▼
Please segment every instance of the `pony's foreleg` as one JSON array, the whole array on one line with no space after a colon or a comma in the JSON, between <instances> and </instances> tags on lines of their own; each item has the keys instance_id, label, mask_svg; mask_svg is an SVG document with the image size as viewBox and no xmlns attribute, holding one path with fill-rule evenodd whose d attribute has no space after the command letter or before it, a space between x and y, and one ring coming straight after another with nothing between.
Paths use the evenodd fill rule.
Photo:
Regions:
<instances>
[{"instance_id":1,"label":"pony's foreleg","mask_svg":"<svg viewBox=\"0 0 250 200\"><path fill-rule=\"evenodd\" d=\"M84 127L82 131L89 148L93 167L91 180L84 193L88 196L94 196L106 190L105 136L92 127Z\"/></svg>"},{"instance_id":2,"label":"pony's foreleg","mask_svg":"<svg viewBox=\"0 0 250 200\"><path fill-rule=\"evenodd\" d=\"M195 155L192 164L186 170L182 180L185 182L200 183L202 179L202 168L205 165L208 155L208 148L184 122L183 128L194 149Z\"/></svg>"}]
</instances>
▲
TASK STATEMENT:
Rewrite the lines above as a numbered list, omitting any blank lines.

RESPONSE FOR THIS EXERCISE:
1. Please segment every instance of the `pony's foreleg` as one JSON array, the whole array on one line with no space after a colon or a comma in the JSON, between <instances> and </instances> tags on lines of their own; each item has the keys instance_id, label, mask_svg; mask_svg is an SVG document with the image size as viewBox and no xmlns attribute, holding one path with fill-rule evenodd whose d attribute has no space after the command letter or before it, a space between x and y, and one ring coming straight after another with nothing between.
2. Paths use the evenodd fill rule.
3. Photo:
4. Regions:
5. <instances>
6. [{"instance_id":1,"label":"pony's foreleg","mask_svg":"<svg viewBox=\"0 0 250 200\"><path fill-rule=\"evenodd\" d=\"M84 127L82 131L89 148L93 167L91 180L84 193L88 196L94 196L106 190L105 136L92 127Z\"/></svg>"},{"instance_id":2,"label":"pony's foreleg","mask_svg":"<svg viewBox=\"0 0 250 200\"><path fill-rule=\"evenodd\" d=\"M195 155L192 164L186 170L182 180L185 182L200 183L202 179L202 168L205 165L208 155L208 148L184 122L183 128L194 149Z\"/></svg>"}]
7. </instances>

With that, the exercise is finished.